To do -
Lay out each line of the data below as a Markdown table with the columns Row and Line, numbering the rows and skipping any blank lines. Leave the pictures out of your answer.

Dataset entries -
######

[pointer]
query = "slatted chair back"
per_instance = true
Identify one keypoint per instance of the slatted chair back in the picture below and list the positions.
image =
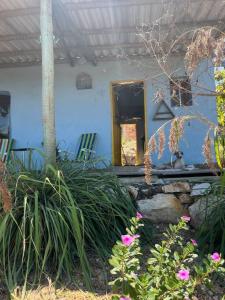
(5, 149)
(86, 146)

######

The completed task -
| Row | Line |
|---|---|
| 1 | [pointer] |
| 2 | query = "slatted chair back" |
| 3 | per_instance = true |
| 4 | Identify one keypoint per instance of the slatted chair back in the picture below and list the positions. |
| 5 | image = |
| 6 | (5, 149) |
| 7 | (86, 146) |